> ASSIGNED TASK
Write out, unaltered, each line from the top of the records below down to the line where "task: segment each" appears, that line included.

-------- DATA FOR THIS TASK

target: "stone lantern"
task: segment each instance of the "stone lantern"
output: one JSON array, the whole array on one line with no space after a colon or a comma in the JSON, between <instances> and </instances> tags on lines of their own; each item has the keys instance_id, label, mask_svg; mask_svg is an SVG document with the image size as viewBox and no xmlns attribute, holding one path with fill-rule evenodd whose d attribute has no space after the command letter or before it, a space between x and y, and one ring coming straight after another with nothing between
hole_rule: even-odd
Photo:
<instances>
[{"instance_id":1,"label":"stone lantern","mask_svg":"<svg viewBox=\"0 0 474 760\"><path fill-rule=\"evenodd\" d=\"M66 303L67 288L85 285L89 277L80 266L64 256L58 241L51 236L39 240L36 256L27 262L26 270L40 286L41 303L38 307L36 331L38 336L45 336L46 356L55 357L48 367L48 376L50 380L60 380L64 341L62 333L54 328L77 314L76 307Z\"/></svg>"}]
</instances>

----------------

> REPLY
target: "stone lantern"
task: segment each instance of the "stone lantern"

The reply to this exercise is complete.